[Extracted records]
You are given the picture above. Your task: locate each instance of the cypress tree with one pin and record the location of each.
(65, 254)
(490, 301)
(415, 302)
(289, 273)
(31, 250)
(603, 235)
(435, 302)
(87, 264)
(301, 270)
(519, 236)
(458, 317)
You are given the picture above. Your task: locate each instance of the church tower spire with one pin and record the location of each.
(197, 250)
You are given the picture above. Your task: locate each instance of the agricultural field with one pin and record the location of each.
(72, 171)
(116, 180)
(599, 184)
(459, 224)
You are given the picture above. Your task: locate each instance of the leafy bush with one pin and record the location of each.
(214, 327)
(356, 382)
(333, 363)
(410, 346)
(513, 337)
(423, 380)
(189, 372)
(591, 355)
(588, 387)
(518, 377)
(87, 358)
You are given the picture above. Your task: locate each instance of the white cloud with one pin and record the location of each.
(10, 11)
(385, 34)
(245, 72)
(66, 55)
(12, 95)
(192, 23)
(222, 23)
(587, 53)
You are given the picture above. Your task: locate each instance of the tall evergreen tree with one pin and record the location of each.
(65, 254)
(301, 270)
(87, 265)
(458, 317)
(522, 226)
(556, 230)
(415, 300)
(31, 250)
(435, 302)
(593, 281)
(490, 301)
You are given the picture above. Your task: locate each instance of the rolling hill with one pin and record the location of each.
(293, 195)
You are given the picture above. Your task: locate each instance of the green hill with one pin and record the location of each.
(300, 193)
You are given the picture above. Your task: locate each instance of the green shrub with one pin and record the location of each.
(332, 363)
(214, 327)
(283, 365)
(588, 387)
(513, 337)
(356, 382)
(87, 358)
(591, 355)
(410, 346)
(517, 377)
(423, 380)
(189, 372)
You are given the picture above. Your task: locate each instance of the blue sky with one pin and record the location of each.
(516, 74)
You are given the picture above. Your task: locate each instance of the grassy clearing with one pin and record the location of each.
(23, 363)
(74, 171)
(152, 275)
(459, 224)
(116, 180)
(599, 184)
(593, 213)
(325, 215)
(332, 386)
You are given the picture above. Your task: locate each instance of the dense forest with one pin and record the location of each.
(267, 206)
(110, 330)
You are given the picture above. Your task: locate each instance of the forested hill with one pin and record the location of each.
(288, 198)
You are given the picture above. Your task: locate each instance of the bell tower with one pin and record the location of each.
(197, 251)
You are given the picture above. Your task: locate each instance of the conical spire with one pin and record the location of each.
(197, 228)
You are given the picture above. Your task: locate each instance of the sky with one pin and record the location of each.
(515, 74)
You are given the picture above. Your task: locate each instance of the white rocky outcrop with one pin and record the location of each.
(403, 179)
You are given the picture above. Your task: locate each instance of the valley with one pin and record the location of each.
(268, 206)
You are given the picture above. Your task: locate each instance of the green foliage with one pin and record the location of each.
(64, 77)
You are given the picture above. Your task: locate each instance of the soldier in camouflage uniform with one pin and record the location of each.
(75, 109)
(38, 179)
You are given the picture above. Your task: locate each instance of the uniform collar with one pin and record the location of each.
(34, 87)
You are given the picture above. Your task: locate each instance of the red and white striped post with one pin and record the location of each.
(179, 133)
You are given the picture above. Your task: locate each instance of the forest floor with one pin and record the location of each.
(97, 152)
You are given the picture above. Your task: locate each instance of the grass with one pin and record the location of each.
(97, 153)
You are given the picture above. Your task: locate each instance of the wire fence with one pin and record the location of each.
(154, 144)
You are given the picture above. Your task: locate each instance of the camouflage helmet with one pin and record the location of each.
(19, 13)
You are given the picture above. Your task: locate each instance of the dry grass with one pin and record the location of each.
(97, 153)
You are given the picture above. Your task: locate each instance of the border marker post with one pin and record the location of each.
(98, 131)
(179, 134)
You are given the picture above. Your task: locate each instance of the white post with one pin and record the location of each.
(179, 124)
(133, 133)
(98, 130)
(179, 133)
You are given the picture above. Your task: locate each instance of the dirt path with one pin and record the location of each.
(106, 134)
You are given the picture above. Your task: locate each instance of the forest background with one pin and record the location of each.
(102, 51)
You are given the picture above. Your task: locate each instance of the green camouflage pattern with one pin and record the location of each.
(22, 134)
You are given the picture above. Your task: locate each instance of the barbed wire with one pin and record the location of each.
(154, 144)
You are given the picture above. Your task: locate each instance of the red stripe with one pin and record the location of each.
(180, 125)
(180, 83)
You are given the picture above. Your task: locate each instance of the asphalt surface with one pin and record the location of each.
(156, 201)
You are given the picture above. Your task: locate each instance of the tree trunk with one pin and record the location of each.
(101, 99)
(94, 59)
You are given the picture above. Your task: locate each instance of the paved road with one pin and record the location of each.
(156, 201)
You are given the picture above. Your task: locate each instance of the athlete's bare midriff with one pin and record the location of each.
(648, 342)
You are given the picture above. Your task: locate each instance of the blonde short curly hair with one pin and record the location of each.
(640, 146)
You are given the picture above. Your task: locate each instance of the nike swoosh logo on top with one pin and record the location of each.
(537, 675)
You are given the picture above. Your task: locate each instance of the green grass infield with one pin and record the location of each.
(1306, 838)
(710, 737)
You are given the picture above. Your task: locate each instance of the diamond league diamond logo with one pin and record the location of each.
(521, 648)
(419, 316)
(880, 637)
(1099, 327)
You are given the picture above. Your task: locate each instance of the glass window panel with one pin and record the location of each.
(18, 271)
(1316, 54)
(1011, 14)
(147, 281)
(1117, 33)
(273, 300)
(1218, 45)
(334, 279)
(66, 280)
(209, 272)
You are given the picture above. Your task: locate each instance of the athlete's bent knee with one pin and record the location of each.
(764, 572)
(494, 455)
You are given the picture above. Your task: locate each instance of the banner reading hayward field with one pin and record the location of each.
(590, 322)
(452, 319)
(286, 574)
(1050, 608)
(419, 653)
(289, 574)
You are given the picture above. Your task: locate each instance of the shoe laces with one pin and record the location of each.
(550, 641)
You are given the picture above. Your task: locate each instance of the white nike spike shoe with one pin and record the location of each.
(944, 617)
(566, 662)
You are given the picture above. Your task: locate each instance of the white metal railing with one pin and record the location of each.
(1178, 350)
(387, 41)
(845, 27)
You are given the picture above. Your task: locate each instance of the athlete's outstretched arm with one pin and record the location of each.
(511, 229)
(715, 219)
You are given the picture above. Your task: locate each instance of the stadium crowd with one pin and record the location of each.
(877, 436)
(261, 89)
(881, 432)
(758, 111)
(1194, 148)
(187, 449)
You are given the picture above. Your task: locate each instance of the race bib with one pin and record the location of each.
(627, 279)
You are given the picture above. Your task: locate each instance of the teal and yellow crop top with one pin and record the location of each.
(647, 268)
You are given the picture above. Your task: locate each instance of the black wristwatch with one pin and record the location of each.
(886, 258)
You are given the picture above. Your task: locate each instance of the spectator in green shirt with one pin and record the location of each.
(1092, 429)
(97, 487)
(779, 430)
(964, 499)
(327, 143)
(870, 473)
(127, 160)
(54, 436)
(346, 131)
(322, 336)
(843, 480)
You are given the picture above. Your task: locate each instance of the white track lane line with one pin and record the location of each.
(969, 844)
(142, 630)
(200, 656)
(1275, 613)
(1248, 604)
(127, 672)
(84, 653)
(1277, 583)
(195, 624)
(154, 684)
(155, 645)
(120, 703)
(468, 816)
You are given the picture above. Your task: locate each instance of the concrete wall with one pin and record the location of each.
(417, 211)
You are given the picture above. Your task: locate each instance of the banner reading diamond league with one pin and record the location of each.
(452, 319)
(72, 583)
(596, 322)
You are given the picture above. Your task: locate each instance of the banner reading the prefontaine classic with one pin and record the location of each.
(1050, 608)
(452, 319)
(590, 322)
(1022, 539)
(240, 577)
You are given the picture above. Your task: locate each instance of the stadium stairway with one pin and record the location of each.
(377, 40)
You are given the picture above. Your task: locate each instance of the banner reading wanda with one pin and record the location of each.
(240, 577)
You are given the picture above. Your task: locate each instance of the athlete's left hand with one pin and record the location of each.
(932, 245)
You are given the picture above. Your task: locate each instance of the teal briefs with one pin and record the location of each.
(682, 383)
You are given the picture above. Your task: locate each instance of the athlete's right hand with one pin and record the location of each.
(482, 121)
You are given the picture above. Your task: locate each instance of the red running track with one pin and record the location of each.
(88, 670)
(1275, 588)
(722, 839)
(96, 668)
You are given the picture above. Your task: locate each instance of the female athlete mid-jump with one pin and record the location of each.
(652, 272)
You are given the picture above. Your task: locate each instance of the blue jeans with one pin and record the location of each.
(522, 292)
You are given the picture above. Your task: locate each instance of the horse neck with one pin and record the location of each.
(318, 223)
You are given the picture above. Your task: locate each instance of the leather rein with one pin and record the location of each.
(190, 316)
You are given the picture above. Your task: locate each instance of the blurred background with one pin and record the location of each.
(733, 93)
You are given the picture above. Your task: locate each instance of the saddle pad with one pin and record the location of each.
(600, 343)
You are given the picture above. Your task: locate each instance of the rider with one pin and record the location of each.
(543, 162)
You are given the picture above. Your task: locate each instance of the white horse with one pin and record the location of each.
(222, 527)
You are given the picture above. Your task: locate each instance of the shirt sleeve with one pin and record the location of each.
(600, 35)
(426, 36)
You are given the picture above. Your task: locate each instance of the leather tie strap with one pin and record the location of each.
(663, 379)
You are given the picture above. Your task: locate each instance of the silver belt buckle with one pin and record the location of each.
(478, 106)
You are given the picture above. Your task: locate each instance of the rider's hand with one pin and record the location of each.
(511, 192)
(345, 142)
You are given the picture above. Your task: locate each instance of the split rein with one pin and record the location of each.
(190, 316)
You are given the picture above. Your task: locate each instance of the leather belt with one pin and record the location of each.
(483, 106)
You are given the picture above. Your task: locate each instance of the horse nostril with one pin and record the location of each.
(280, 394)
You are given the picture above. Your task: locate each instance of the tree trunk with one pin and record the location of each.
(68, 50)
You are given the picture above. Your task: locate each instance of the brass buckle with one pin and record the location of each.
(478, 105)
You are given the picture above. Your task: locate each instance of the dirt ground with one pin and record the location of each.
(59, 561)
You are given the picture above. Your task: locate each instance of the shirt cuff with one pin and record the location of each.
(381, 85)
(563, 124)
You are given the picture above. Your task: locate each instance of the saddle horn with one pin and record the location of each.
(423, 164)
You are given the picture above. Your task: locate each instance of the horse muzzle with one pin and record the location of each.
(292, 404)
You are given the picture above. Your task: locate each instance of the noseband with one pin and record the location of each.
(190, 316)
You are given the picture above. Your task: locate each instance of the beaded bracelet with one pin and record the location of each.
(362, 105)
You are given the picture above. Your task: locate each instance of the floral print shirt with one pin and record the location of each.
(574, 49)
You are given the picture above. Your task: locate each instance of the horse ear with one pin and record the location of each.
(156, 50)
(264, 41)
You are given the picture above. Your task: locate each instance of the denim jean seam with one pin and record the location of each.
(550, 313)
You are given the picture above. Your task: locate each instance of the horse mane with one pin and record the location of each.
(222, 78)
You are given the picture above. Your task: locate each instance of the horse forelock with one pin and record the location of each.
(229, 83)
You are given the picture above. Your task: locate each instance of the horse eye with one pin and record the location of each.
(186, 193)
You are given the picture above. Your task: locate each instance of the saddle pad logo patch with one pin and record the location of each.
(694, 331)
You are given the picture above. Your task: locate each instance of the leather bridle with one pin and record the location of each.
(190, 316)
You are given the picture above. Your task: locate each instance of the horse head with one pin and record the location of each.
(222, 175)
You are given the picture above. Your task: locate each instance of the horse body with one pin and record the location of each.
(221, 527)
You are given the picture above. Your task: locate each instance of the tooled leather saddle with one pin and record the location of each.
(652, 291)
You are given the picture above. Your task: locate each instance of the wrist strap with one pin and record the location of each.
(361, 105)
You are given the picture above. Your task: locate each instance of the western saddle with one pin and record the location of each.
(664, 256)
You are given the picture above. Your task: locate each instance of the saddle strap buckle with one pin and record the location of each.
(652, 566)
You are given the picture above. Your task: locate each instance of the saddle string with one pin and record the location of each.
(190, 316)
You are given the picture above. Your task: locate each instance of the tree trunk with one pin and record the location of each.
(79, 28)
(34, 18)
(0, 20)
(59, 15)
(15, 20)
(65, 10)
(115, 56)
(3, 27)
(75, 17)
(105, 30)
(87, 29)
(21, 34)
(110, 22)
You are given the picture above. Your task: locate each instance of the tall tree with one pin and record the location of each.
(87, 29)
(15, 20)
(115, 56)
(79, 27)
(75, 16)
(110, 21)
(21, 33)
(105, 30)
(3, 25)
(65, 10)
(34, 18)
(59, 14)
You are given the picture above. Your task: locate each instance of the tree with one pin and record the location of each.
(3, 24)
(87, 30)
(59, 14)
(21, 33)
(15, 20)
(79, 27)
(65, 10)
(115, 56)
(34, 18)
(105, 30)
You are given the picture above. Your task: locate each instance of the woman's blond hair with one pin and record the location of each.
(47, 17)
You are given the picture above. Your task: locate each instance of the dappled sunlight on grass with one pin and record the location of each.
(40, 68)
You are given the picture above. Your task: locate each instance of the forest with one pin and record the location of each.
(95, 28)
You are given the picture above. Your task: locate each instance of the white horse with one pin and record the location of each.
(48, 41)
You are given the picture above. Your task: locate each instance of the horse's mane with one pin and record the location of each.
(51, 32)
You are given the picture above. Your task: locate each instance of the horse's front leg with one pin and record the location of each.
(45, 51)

_Work to complete_.
Reproduce the part of the listing that opens with the line containing "the horse's front" and runs through the end of the listing, swapping "front leg" for "foreleg" and leaving everything else unchanged.

_Reply_.
You are given the picture above. Your task: locate each instance of the horse's foreleg with one pin and record the location of each.
(45, 51)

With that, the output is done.